Given information:
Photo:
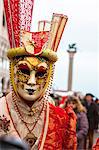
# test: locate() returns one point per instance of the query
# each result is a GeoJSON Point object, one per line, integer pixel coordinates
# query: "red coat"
{"type": "Point", "coordinates": [60, 132]}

Exercise objective: Output, exactly and with nothing else, the lines from the line containing "# test: locate()" to the end of the entries.

Answer area:
# test: locate() returns one point per instance of the query
# each result is a GeoJSON Point object, one per line, integer pixel coordinates
# query: "red coat"
{"type": "Point", "coordinates": [60, 132]}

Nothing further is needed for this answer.